→ Stated exercise:
Put the entries below into a numbered list, skipping blank lines and leaving out the pictures.

** begin Data to use **

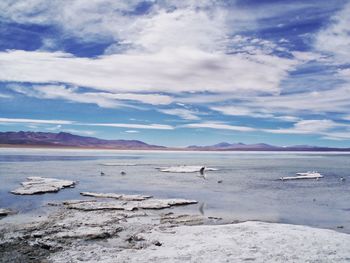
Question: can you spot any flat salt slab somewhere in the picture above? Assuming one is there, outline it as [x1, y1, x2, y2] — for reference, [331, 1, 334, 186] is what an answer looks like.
[66, 202, 130, 211]
[66, 199, 197, 211]
[158, 165, 218, 173]
[11, 176, 75, 195]
[100, 163, 136, 166]
[53, 226, 122, 239]
[115, 222, 350, 263]
[80, 192, 152, 201]
[137, 199, 198, 209]
[0, 208, 14, 216]
[280, 173, 323, 181]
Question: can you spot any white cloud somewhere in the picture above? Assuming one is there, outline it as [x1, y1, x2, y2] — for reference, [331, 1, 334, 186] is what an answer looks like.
[211, 105, 299, 122]
[158, 109, 200, 120]
[0, 93, 12, 99]
[86, 123, 175, 130]
[0, 118, 75, 125]
[125, 130, 139, 133]
[181, 122, 256, 132]
[315, 3, 350, 63]
[9, 85, 172, 108]
[261, 119, 350, 140]
[0, 48, 297, 96]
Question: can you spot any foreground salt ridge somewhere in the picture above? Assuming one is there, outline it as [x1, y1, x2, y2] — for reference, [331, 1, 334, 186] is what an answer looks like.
[280, 172, 323, 181]
[100, 163, 137, 166]
[113, 221, 350, 263]
[11, 176, 75, 195]
[157, 165, 218, 173]
[80, 192, 152, 201]
[0, 193, 350, 263]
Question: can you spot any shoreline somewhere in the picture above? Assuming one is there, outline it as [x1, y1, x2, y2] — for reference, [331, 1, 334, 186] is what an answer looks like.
[0, 202, 350, 263]
[0, 144, 350, 154]
[0, 144, 350, 153]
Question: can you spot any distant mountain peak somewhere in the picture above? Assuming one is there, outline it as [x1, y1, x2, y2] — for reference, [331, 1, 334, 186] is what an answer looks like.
[0, 131, 165, 149]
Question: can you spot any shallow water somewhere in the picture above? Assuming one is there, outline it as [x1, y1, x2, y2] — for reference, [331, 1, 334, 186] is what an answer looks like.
[0, 148, 350, 233]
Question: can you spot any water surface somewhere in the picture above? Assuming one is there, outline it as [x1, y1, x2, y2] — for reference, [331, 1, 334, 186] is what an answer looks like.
[0, 148, 350, 233]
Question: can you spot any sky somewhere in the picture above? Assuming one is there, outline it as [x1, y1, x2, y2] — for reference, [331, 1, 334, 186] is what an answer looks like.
[0, 0, 350, 147]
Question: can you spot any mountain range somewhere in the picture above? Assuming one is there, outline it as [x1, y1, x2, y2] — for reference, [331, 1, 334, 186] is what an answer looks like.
[0, 131, 166, 149]
[0, 131, 350, 151]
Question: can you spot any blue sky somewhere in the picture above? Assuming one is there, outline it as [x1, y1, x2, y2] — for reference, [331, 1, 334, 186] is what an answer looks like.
[0, 0, 350, 147]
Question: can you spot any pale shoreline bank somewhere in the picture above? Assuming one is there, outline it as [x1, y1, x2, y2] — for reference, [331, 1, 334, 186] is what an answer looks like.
[0, 199, 350, 263]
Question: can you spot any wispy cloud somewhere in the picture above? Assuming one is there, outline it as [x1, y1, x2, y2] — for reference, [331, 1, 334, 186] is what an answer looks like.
[159, 108, 200, 120]
[0, 118, 75, 125]
[0, 93, 12, 99]
[80, 123, 174, 130]
[9, 84, 172, 108]
[181, 122, 256, 132]
[315, 3, 350, 63]
[125, 130, 139, 133]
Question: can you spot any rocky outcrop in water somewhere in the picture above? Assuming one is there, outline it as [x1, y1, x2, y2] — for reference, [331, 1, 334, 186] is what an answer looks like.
[11, 176, 75, 195]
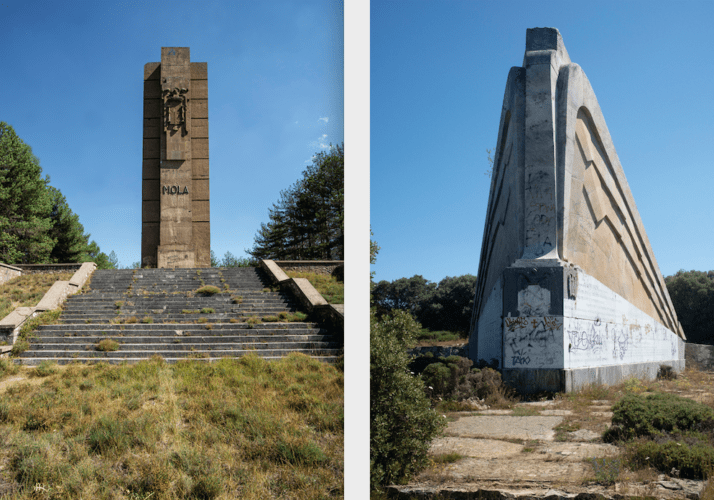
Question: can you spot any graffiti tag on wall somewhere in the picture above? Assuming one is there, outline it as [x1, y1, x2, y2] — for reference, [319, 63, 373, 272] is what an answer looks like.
[503, 316, 563, 368]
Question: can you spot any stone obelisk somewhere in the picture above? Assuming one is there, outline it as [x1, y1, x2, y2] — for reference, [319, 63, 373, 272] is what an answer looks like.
[141, 47, 211, 268]
[469, 28, 685, 392]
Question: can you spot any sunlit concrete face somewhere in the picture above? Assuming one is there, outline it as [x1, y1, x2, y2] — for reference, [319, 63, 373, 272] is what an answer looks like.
[469, 28, 685, 392]
[141, 47, 211, 268]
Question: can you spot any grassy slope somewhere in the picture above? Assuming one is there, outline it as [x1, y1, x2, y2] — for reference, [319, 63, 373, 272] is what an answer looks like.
[0, 272, 74, 319]
[285, 271, 345, 304]
[0, 355, 344, 499]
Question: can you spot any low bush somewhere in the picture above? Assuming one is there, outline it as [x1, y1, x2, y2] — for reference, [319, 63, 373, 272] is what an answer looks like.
[32, 361, 57, 377]
[95, 339, 119, 352]
[626, 439, 714, 479]
[369, 310, 446, 490]
[409, 353, 512, 404]
[603, 393, 714, 442]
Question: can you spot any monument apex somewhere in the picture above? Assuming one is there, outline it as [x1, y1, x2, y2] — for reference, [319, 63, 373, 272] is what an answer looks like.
[141, 47, 211, 268]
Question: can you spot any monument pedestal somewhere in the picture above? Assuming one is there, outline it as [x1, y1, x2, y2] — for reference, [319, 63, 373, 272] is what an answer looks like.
[469, 28, 685, 393]
[141, 47, 211, 268]
[156, 245, 196, 269]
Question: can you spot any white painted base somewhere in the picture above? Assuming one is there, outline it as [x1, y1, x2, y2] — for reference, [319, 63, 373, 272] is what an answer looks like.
[563, 270, 684, 369]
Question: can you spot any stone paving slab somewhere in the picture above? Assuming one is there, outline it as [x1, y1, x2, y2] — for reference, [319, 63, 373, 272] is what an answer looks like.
[445, 415, 563, 441]
[429, 437, 523, 459]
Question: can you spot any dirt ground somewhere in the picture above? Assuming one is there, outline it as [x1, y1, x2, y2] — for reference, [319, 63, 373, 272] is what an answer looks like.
[390, 370, 714, 500]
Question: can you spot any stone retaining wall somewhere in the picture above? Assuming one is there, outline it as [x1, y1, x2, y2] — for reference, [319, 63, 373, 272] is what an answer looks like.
[273, 260, 345, 276]
[260, 259, 345, 334]
[0, 262, 22, 285]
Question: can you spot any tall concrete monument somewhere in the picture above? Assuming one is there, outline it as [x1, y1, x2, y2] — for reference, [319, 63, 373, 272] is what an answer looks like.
[141, 47, 211, 268]
[469, 28, 685, 392]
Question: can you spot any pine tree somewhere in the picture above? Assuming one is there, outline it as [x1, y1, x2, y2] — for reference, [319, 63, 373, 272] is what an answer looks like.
[246, 146, 344, 260]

** end Data to use **

→ Answer:
1. Question: can you spot any flat salt slab somewhere in the picture above? Assuming one is there, outline it as [x1, y1, x2, y2] — for reference, [331, 1, 334, 186] is what an answer looks like.
2. [66, 202, 130, 211]
3. [66, 199, 197, 211]
4. [158, 165, 218, 173]
5. [11, 176, 75, 195]
6. [100, 163, 136, 166]
7. [53, 226, 122, 239]
8. [115, 222, 350, 263]
9. [80, 192, 152, 201]
10. [137, 199, 198, 209]
11. [0, 208, 14, 216]
12. [280, 173, 323, 181]
13. Question: can you spot any white cloud somewhere in the picture above? Assuming one is there, outline it as [x1, y1, x2, y2] — for reference, [331, 1, 334, 186] is what an answer looks like.
14. [211, 105, 299, 122]
15. [158, 109, 200, 120]
16. [0, 93, 12, 99]
17. [86, 123, 175, 130]
18. [0, 118, 75, 125]
19. [125, 130, 139, 133]
20. [181, 122, 256, 132]
21. [315, 3, 350, 63]
22. [9, 85, 172, 108]
23. [261, 119, 350, 140]
24. [0, 48, 297, 96]
25. Question: can you spot any foreground salt ridge somewhere in the picture above? Assuming one is there, outline it as [x1, y1, x2, y2] — for reference, [331, 1, 334, 186] is what an answer looks like.
26. [280, 172, 323, 181]
27. [100, 163, 137, 166]
28. [113, 221, 350, 263]
29. [11, 176, 75, 195]
30. [157, 165, 218, 173]
31. [80, 192, 152, 201]
32. [0, 193, 350, 263]
33. Question: can you spot any shoreline somewhere in the picture above? Assuming one is there, outline it as [x1, y1, x2, y2] — for reference, [331, 1, 334, 186] is what an answer looks like.
34. [0, 202, 350, 263]
35. [0, 144, 350, 154]
36. [0, 144, 350, 153]
37. Question: can you spot any distant mountain peak somewhere in the picture above? Assuming one is there, outline it as [x1, y1, x2, y2] — for reference, [331, 1, 334, 186] is what an answer looks like.
38. [0, 131, 165, 149]
39. Question: can you spot any shallow water somewhere in the picture above? Assuming one is there, outline it as [x1, y1, x2, y2] — for reference, [331, 1, 334, 186] is what an answer looks like.
40. [0, 148, 350, 233]
41. Question: can you spot any water surface somewhere in the picture above? Assuming one is there, outline it as [x1, y1, x2, y2] — for reference, [331, 1, 334, 186] is what an answer looks like.
42. [0, 148, 350, 233]
43. Question: can you spot any sky somewhere in the picture above? Assuming one is there, outline it as [x1, y1, x2, y2] — for reference, [331, 1, 334, 186] is what an answer looks like.
44. [0, 0, 350, 147]
45. Question: can you spot any mountain range somewhere in the picture above? Assuming one is there, outline it as [x1, y1, x2, y2] — for reference, [331, 1, 334, 186] is what an answer looks like.
46. [0, 131, 166, 149]
47. [0, 131, 350, 151]
48. Question: can you spot any blue sky somewhere in the picture above? Assuming one is there, outline it as [x1, y1, x2, y2] — for reference, [331, 1, 334, 186] is what an answer looks like.
49. [0, 0, 350, 147]
50. Question: can you spot any pale shoreline bank somewhere in the picture above? Assuming one is there, outline it as [x1, y1, x2, y2] — for reference, [331, 1, 334, 186] is what an answer looks like.
51. [0, 199, 350, 263]
52. Question: can you spot any wispy cloud somewhere in the picture above? Assuming one is there, outline it as [x1, y1, x2, y2] — for reference, [331, 1, 334, 186] is what an answer looks like.
53. [159, 108, 200, 120]
54. [0, 118, 75, 125]
55. [0, 93, 12, 99]
56. [80, 123, 174, 130]
57. [9, 84, 172, 108]
58. [181, 122, 256, 132]
59. [315, 3, 350, 63]
60. [125, 130, 139, 133]
61. Question: can you spot any rocky outcrop in water somewhere in the picture above? Assuming one is there, outline it as [x1, y1, x2, y2] — for reference, [331, 1, 334, 186] is what an answer looks like.
62. [11, 176, 75, 195]
63. Question: can you spot any graffiti tag on wall somewhere in the picture above? Assuming one is there, outline it as [x1, y1, x2, y2] — for reference, [319, 63, 373, 272] is what an answer looks like.
64. [503, 316, 563, 368]
65. Question: can you spot any stone obelisk somewhere in the picture above? Assuming one is there, outline it as [x1, y1, x2, y2] — for reference, [319, 63, 373, 272] is what an answer looks like.
66. [141, 47, 211, 268]
67. [469, 28, 685, 392]
68. Question: can you spot any sunlit concrete face somewhere in the picture above? Assuming one is there, outline it as [x1, y1, x2, y2] — for reference, [319, 63, 373, 272] is what an answer looks like.
69. [469, 28, 685, 392]
70. [141, 47, 211, 268]
71. Question: can you spot any grassy slope somewhere in the picture above? Assuming one is there, outline it as [x1, y1, x2, y2] — for reference, [319, 63, 373, 272] is what an answer looks like.
72. [0, 272, 74, 319]
73. [285, 271, 345, 304]
74. [0, 355, 344, 499]
75. Question: can you spot any low bush somewhere in the picture above? Assuming one is there, outline it as [x1, y1, x2, y2] — for reference, [319, 63, 373, 272] is what an answer looks like.
76. [32, 361, 57, 377]
77. [95, 339, 119, 352]
78. [626, 439, 714, 479]
79. [369, 310, 446, 490]
80. [409, 353, 512, 404]
81. [603, 393, 714, 442]
82. Question: can you spot any monument apex somewhere in the picture above? Assuming one is there, outline it as [x1, y1, x2, y2] — for reference, [319, 63, 373, 272] is what an answer looks like.
83. [141, 47, 211, 268]
84. Question: can you spot any monument pedestal somewhere in the picture above? Assuming one is there, outline it as [x1, y1, x2, y2] — for reference, [319, 63, 373, 272] is what an answer looks like.
85. [469, 28, 685, 393]
86. [141, 47, 211, 268]
87. [156, 245, 196, 269]
88. Question: can you spot any white painted base somewhere in the picture above? Assuming one is there, outline it as [x1, y1, x2, y2] — for reference, [319, 63, 373, 272] is what an answer looks like.
89. [563, 270, 684, 369]
90. Question: can you spot any stone paving slab somewhere in the picture above? Assuming one is there, outline it as [x1, y1, x2, y2] — for reference, [319, 63, 373, 272] is what an answer looks like.
91. [445, 415, 563, 441]
92. [429, 437, 523, 459]
93. Question: can you spot any dirt ground somewhere in the picture above? Assuming one is there, outline it as [x1, y1, x2, y2] — for reference, [319, 63, 373, 272] is what an answer looks like.
94. [390, 370, 714, 500]
95. Question: can you spot any stone retaining wall somewhere in the picture above? Assuming one is there, outline it as [x1, y1, x2, y2] — for reference, [319, 63, 373, 272] is what an answer looks like.
96. [273, 260, 345, 276]
97. [260, 259, 345, 334]
98. [0, 262, 22, 285]
99. Question: can you spot any tall concrete monument somewhere in the picture above? Assuming one is there, outline it as [x1, y1, x2, y2] — for reference, [319, 63, 373, 272] is what an answer looks like.
100. [141, 47, 211, 268]
101. [469, 28, 685, 392]
102. Question: can you spot any pine tree somewhere in the picture above? Assuming one is there, outline it as [x1, y1, x2, y2] — for reference, [319, 63, 373, 272] is what an answer looks like.
103. [246, 146, 344, 260]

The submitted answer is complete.